= Exercise task =
Render the entries below as a Markdown table with the columns Row and Line, giving each line its own numbered row and skipping blank lines. Omit the pictures.

++++ Available records ++++

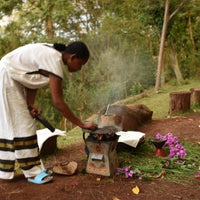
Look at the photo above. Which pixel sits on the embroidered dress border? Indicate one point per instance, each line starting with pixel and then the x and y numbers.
pixel 18 143
pixel 7 165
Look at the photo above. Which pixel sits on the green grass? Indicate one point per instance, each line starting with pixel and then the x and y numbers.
pixel 142 157
pixel 159 102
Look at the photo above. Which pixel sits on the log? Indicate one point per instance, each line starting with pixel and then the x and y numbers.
pixel 179 102
pixel 195 95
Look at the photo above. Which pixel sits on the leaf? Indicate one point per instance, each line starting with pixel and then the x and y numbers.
pixel 136 190
pixel 161 175
pixel 98 179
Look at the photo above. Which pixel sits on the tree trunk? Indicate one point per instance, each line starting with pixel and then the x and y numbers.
pixel 162 44
pixel 179 102
pixel 164 30
pixel 190 31
pixel 175 65
pixel 195 95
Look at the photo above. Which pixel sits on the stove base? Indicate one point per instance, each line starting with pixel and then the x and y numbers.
pixel 102 158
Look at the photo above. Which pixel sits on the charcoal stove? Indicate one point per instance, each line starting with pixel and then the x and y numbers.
pixel 100 146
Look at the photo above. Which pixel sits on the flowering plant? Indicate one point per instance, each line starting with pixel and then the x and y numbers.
pixel 176 149
pixel 129 173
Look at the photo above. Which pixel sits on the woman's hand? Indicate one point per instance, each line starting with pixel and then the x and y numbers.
pixel 34 110
pixel 89 125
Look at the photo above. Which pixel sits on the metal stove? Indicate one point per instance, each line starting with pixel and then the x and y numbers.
pixel 100 146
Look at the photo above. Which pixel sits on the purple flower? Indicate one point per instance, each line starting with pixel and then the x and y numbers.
pixel 174 146
pixel 167 164
pixel 127 169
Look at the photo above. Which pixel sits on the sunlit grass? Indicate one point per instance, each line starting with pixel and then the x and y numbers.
pixel 142 157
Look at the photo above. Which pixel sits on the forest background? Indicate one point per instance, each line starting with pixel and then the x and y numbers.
pixel 134 45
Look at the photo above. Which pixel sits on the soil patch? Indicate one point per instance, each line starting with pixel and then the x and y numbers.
pixel 83 186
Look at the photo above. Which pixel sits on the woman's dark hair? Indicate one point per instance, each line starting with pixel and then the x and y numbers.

++++

= Solution =
| Row | Line |
|---|---|
| 1 | Look at the photo above. Which pixel sits on the embroidered dress border? Indicate one point per instance, each line starting with pixel and then the x and y numbers. |
| 2 | pixel 18 143 |
| 3 | pixel 7 165 |
| 4 | Look at the photo above. Which pixel sits on the green grass? Indicate one point per instance, each line starting with pixel and then the x and y numbers. |
| 5 | pixel 142 157 |
| 6 | pixel 159 102 |
| 7 | Look at the photo above. Which pixel sits on the log? Indicate one point per instance, each line starting with pixel and then the x and y numbers. |
| 8 | pixel 179 102 |
| 9 | pixel 195 95 |
| 10 | Look at the photo above. Which pixel sits on the leaf? Indicate one point per instance, each line starting with pixel and then the x and y numbers. |
| 11 | pixel 136 190 |
| 12 | pixel 161 175 |
| 13 | pixel 98 179 |
| 14 | Look at the photo above. Which pixel sits on the tree trunk? Indicate one point per instance, each line starting with pixel and then the x and y numbers. |
| 15 | pixel 162 44 |
| 16 | pixel 179 102 |
| 17 | pixel 164 30 |
| 18 | pixel 190 31 |
| 19 | pixel 175 65 |
| 20 | pixel 195 95 |
| 21 | Look at the photo above. Which pixel sits on the stove base? Indicate one point per instance, each line starting with pixel and then the x and y numbers. |
| 22 | pixel 102 158 |
| 23 | Look at the photo above. Which pixel sits on the charcoal stove? Indicate one point per instance, each line starting with pixel and then the x and y numbers. |
| 24 | pixel 100 146 |
| 25 | Look at the photo above. Which pixel sits on the flowering plant? Indicate one point per instance, each line starting with pixel and then the x and y numbers. |
| 26 | pixel 176 149 |
| 27 | pixel 129 173 |
| 28 | Look at the photo above. Which pixel sits on the woman's hand? Indicate one point per instance, each line starting with pixel and then the x and y numbers. |
| 29 | pixel 34 110 |
| 30 | pixel 89 125 |
| 31 | Look at the photo above. Which pixel sits on the metal stove? Indicate one point per instance, each line starting with pixel and then the x and y numbers. |
| 32 | pixel 100 146 |
| 33 | Look at the photo above. Which pixel sits on the purple flower? Indicate one point per instance, each line starting with pixel and then the x and y numbers. |
| 34 | pixel 174 146 |
| 35 | pixel 167 164 |
| 36 | pixel 127 169 |
| 37 | Look at the photo above. Which pixel sits on the sunlit grass? Indicate one point per instance, each line starting with pixel and then the x and y numbers. |
| 38 | pixel 142 157 |
| 39 | Look at the photo above. Which pixel sits on the forest background? Indicate one point per instance, each line starting with pixel and then the x and y numbers. |
| 40 | pixel 134 45 |
| 41 | Look at the photo above. Which pixel sits on the soil patch? Indicate one point per instance, each line starting with pixel and then the x and y numbers. |
| 42 | pixel 83 186 |
| 43 | Look at the photo above. Which pixel sits on the woman's dark hair? Indicate one point per instance, each line starting with pixel and then the x and y numbers. |